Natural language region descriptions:
----------

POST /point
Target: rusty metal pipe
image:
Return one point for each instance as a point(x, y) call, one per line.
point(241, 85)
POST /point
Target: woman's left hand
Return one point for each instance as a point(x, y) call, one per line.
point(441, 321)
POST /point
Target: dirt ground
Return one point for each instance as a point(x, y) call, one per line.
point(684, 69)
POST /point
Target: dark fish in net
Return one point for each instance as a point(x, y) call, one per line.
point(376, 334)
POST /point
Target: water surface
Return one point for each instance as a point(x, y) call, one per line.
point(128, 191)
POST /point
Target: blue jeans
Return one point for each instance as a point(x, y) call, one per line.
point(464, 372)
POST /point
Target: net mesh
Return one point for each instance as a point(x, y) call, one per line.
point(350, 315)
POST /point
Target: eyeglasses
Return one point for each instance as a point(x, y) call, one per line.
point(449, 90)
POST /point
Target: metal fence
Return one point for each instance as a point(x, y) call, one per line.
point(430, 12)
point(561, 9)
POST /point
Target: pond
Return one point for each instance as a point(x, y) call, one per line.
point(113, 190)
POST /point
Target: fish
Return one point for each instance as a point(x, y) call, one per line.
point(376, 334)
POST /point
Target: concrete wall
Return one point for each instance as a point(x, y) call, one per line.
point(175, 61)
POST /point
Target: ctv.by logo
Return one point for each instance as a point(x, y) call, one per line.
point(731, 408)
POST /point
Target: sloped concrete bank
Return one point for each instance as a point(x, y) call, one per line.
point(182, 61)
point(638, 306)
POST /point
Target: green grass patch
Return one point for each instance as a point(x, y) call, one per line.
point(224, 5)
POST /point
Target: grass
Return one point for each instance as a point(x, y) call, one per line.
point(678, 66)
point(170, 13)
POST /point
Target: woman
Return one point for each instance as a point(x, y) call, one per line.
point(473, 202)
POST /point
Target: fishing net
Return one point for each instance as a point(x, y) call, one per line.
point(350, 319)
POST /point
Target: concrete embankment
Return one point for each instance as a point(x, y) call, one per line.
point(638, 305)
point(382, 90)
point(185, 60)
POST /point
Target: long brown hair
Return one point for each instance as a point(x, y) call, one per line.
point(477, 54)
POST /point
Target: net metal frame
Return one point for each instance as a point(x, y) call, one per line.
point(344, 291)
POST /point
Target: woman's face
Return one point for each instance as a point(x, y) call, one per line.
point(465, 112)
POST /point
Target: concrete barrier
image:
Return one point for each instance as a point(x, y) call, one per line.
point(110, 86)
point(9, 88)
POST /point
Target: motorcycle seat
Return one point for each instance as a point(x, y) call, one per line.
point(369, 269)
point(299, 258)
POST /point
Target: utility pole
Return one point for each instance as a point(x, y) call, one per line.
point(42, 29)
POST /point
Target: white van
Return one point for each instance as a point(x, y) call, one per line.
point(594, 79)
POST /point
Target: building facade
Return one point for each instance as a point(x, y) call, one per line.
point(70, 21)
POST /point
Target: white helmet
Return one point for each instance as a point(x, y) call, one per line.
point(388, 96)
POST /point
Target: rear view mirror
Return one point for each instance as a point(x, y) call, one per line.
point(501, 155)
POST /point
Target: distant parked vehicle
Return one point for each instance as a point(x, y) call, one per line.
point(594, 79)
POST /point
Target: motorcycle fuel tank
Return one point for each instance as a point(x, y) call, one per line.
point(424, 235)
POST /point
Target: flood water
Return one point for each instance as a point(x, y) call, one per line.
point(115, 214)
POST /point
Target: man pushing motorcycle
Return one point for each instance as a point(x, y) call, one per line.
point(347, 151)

----------

_TASK TO COMPLETE:_ Supply the count of lines in the entries that contain the word "water", and nothing besides.

_REPLY TO THE EXERCISE:_ 2